##### Фрагмент документа #####

Где он лежит, в каком углу, что из него забыто, что осталось? Сразу скажу, что осталось не главное, осталось не самое яркое и не самое большое, а как бы не нужное тогдашней жизни. В 38-м году не было внезапного погружения в нищету, в ад, я уходил, увязал туда каждодневно и повсечасно, ежедневно и еженощно.
Самым, пожалуй, страшным, беспощадным был холод. Ведь актировали только мороз свыше 55 градусов. Ловился вот этот 56-й градус Цельсия, который определяли по плевку, стынущему на лету, по шуму мороза, ибо мороз имеет язык, который называется по-якутски «шепот звезд». Этот шепот звезд нами был усвоен быстро и жестоко. Первые же отморожения: пальцы, руки, нос, уши, лицо, все, что прихватит малейшим движением воздуха. В горах Колымы нет места, где не дули бы ветры. Пожалуй, холод – это самое страшное. Я как-то отморозил живот – ветром распахнуло бушлат, пока я бежал в столовую. Но я и не бежал, на Колыме никто не бежит – все лишь передвигаются. Я забыл об этом, когда у меня в столовой вырвали кисет с махоркой.
Наивный человек, я держал кисет в руках. Мальчик-блатарь вырвал у меня из рук и побежал. Я побежал за ним тоже, не мог сделать прыжка, чтобы схватить свою добычу. Мальчик вскочил в барак, я за ним и тут же был оглушен ударом полена по голове – и выброшен на улицу из барака. Вот этот удар вспомнился потому, что во мне были еще какие-то человеческие чувства – месть, ярость. Потом все это было выбито, утрачено.

#####

▶ [Условие задания] Выпишите из отрывка о Колыме всё подряд, начиная со слов «Наивный человек, я» и до слов «было выбито, утрачено.» включительно. Пункты, приведённые после текста, в задании не используются.

##### Сохранённые данные #####

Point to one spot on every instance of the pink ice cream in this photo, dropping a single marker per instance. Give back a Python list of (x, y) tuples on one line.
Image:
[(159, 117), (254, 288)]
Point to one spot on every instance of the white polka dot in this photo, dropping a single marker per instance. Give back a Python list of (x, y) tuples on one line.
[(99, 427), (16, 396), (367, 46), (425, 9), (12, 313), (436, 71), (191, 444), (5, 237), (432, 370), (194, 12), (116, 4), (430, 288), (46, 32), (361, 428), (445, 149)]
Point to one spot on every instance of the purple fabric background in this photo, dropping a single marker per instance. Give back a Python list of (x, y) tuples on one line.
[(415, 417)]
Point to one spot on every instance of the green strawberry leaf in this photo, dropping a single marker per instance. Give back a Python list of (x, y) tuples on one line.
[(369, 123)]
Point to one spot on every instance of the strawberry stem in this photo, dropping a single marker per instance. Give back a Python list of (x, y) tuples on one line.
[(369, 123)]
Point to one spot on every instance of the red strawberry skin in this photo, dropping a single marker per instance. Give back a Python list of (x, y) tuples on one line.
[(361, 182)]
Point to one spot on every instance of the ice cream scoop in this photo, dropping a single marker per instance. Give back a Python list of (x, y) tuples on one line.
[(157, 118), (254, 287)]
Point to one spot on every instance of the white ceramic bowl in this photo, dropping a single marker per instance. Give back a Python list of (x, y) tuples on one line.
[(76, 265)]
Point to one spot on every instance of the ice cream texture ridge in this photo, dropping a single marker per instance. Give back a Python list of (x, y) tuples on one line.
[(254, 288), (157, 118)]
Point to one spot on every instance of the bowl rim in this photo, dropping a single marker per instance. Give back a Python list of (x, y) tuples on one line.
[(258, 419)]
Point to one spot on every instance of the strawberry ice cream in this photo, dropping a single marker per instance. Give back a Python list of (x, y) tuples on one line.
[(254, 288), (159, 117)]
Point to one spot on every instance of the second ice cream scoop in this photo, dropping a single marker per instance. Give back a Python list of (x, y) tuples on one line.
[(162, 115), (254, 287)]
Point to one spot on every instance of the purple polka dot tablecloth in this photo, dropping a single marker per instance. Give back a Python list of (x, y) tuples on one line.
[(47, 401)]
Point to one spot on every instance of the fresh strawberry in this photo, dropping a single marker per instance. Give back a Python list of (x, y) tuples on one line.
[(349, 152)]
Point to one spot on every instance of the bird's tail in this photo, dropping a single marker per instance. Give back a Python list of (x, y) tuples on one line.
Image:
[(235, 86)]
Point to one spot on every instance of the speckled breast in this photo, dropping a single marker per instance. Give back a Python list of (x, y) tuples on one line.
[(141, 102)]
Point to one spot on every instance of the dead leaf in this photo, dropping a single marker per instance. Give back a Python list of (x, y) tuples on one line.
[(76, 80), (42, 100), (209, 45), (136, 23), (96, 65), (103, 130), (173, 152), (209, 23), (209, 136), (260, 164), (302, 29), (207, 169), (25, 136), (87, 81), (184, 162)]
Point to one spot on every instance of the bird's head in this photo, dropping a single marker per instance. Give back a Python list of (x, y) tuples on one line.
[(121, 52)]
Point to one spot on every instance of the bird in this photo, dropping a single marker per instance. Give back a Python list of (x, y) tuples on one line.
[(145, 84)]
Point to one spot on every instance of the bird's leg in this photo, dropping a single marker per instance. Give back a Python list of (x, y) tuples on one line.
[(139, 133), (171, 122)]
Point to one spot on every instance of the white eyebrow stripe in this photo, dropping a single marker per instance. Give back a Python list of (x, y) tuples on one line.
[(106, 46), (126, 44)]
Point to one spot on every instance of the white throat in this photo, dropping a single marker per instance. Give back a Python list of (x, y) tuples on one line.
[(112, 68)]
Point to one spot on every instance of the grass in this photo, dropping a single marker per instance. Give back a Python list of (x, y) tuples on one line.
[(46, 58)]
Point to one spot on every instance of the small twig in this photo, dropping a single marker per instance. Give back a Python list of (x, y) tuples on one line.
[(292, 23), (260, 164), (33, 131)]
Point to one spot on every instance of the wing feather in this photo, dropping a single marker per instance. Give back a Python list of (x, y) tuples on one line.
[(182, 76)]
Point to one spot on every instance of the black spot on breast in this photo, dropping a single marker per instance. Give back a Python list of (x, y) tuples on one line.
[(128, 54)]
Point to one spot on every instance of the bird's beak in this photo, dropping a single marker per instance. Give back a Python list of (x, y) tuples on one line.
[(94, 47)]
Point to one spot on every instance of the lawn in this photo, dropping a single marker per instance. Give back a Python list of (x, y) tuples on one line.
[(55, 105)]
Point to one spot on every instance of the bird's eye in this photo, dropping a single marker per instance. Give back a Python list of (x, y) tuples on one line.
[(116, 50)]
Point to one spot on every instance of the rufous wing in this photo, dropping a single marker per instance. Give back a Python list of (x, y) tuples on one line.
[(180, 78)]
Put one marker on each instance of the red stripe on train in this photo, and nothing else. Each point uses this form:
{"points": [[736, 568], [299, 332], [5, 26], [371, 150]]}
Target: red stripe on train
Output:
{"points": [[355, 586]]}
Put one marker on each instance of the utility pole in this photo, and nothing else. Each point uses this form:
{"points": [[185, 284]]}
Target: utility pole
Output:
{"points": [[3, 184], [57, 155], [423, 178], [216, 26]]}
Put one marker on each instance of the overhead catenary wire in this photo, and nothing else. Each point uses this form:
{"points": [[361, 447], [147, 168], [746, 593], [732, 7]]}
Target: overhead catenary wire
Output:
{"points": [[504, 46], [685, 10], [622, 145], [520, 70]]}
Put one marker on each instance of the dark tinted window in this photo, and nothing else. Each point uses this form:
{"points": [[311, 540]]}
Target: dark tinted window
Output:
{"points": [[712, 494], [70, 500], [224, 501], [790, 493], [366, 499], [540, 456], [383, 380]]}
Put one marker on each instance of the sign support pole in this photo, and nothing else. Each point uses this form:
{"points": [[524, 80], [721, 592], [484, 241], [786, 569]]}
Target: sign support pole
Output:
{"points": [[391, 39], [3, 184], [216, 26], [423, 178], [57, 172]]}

#####
##### Сохранённые данные #####

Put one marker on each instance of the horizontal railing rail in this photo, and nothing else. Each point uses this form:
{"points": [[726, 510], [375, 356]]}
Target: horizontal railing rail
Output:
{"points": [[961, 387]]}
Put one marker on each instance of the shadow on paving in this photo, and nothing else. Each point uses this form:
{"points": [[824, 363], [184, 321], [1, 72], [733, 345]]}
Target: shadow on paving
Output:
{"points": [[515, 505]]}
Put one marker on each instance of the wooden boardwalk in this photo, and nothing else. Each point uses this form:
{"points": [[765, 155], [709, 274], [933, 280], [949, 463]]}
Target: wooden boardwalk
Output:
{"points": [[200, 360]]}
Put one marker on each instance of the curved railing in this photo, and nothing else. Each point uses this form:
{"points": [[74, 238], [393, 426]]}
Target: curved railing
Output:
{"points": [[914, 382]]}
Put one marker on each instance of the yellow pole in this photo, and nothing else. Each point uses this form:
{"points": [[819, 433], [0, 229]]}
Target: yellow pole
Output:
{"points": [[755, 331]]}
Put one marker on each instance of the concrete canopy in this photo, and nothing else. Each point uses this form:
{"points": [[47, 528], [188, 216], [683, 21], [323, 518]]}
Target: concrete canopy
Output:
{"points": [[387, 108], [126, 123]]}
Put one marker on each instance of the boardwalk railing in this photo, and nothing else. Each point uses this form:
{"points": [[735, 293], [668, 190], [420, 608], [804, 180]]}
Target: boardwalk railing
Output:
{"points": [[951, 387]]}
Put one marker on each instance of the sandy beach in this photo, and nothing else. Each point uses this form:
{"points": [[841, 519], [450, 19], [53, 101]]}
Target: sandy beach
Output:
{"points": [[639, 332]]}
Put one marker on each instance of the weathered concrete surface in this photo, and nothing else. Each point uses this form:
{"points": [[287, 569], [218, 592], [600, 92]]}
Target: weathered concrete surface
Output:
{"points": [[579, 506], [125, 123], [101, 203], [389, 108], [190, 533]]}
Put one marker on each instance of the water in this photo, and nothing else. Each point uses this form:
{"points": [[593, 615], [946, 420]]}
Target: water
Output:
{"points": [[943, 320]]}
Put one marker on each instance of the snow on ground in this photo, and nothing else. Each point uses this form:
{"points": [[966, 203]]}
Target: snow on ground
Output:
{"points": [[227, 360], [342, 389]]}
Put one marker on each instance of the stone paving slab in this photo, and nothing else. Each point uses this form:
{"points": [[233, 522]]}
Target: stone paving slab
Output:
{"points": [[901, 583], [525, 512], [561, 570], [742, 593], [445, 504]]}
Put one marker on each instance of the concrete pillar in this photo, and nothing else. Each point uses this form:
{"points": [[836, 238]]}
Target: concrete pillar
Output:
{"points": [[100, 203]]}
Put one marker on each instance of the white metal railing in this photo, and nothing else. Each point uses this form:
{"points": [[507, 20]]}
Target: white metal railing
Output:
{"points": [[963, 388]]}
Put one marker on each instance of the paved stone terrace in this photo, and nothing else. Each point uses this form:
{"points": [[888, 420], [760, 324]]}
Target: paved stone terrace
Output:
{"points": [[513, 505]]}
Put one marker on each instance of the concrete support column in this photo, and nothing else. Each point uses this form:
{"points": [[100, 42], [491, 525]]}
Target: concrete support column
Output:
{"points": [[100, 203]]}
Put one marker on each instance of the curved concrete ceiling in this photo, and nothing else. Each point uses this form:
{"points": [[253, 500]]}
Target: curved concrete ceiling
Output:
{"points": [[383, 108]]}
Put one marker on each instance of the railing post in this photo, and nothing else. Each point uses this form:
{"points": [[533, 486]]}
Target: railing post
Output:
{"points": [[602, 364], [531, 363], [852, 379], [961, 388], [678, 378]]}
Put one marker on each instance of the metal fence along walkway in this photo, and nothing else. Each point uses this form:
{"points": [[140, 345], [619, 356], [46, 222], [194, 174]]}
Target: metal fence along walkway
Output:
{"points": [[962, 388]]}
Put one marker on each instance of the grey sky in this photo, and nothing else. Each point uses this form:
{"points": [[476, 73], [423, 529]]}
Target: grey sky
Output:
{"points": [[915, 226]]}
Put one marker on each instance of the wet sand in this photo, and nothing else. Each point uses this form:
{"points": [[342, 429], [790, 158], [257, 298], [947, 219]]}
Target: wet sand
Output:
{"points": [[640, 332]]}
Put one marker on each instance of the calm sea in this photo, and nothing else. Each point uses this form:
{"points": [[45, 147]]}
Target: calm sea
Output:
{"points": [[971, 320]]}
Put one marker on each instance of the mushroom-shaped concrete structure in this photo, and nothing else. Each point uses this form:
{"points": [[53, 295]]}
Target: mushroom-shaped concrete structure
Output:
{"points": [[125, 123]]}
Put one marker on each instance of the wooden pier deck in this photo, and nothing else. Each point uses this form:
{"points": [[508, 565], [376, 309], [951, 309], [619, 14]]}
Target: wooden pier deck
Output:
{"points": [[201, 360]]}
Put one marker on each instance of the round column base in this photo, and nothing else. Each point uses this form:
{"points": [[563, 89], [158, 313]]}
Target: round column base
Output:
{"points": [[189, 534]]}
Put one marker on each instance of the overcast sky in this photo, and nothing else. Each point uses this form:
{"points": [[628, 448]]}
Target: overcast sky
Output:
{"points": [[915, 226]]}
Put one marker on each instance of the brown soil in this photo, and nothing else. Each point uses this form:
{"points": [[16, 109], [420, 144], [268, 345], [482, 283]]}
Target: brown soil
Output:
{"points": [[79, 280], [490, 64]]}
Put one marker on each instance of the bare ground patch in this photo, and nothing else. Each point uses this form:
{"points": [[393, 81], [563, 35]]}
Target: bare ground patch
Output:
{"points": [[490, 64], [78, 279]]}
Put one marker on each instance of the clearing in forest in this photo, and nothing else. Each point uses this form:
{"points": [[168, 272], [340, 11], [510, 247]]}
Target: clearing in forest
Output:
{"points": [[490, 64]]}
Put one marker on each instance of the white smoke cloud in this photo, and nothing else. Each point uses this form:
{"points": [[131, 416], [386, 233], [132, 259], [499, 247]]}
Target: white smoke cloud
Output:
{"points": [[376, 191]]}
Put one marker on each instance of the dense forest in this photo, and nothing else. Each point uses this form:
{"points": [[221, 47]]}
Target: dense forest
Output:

#####
##### Сохранённые данные #####

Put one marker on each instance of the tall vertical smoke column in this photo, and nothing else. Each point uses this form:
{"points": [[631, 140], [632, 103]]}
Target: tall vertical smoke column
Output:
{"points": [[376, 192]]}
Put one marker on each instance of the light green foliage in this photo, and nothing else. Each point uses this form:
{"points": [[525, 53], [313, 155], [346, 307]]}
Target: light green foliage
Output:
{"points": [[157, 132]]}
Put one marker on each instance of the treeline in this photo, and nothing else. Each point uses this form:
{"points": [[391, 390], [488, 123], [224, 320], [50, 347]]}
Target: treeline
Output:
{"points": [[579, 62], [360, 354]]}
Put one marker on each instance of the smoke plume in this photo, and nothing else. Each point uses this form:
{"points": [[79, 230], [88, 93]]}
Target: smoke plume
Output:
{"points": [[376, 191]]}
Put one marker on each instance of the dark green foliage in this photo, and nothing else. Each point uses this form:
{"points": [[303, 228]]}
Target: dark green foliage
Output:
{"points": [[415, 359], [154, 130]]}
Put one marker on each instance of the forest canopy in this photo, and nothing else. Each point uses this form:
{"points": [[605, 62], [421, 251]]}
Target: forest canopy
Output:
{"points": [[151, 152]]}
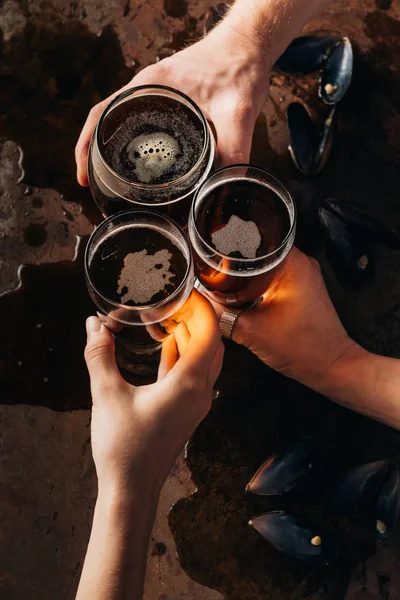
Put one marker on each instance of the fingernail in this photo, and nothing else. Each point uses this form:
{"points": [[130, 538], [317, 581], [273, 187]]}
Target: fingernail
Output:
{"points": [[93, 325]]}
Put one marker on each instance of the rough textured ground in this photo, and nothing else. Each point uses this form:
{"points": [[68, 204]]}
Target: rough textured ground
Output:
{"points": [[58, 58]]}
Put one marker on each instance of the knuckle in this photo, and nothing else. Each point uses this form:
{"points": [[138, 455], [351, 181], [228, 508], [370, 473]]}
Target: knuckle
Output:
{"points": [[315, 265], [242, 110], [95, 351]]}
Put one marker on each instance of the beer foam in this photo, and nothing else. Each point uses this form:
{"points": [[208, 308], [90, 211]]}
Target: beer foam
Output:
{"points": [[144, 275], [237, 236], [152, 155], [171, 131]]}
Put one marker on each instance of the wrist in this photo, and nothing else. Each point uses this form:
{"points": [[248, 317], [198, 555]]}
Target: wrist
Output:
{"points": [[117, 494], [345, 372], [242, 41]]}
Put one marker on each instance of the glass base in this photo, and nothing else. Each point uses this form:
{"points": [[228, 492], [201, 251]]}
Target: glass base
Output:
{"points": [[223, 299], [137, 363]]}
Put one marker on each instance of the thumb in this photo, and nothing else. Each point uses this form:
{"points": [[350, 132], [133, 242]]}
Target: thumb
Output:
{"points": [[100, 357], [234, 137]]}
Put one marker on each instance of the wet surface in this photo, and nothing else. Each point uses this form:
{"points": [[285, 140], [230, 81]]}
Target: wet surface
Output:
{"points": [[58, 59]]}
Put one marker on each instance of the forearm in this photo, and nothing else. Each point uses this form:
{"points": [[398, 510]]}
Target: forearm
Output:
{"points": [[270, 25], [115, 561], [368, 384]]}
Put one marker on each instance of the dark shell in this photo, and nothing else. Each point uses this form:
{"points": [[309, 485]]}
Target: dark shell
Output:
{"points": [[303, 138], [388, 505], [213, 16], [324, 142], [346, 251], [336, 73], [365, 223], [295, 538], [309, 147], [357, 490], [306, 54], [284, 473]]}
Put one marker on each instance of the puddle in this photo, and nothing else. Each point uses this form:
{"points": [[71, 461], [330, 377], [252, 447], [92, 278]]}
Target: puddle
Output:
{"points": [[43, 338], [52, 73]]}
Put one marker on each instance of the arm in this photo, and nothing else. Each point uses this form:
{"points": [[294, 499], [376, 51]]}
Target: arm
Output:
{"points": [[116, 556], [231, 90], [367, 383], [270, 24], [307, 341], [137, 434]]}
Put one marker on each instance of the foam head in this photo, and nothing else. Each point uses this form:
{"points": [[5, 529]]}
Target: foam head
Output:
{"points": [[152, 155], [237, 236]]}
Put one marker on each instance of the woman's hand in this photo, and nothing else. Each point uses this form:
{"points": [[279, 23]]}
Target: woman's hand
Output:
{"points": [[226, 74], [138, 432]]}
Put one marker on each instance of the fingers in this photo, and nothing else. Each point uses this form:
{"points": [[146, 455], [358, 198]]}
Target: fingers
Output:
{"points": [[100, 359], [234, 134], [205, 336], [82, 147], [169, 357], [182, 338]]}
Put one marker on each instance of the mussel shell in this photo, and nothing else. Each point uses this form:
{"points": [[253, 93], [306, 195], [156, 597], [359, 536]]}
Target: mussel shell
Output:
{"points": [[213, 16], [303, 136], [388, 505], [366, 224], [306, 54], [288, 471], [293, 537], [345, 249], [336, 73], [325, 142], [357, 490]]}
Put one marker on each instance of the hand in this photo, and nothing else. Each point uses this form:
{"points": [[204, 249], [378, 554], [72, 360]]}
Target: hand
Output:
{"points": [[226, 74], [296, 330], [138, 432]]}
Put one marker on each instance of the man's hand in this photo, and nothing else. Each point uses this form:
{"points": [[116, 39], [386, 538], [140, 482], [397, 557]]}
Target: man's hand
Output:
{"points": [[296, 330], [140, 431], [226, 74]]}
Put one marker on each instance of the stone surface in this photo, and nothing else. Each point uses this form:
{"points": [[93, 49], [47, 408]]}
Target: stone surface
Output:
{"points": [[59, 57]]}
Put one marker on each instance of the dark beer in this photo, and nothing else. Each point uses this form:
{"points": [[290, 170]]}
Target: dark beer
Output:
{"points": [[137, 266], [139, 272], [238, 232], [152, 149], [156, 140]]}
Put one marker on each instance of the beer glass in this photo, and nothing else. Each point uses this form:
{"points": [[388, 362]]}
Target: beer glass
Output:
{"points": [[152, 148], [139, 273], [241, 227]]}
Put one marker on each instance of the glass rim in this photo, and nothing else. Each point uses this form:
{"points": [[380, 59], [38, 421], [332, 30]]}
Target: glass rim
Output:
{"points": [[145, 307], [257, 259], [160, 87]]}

#####

▶ [Ожидаемый ответ]
Наивный человек, я держал кисет в руках. Мальчик-блатарь вырвал у меня из рук и побежал. Я побежал за ним тоже, не мог сделать прыжка, чтобы схватить свою добычу. Мальчик вскочил в барак, я за ним и тут же был оглушен ударом полена по голове – и выброшен на улицу из барака. Вот этот удар вспомнился потому, что во мне были еще какие-то человеческие чувства – месть, ярость. Потом все это было выбито, утрачено.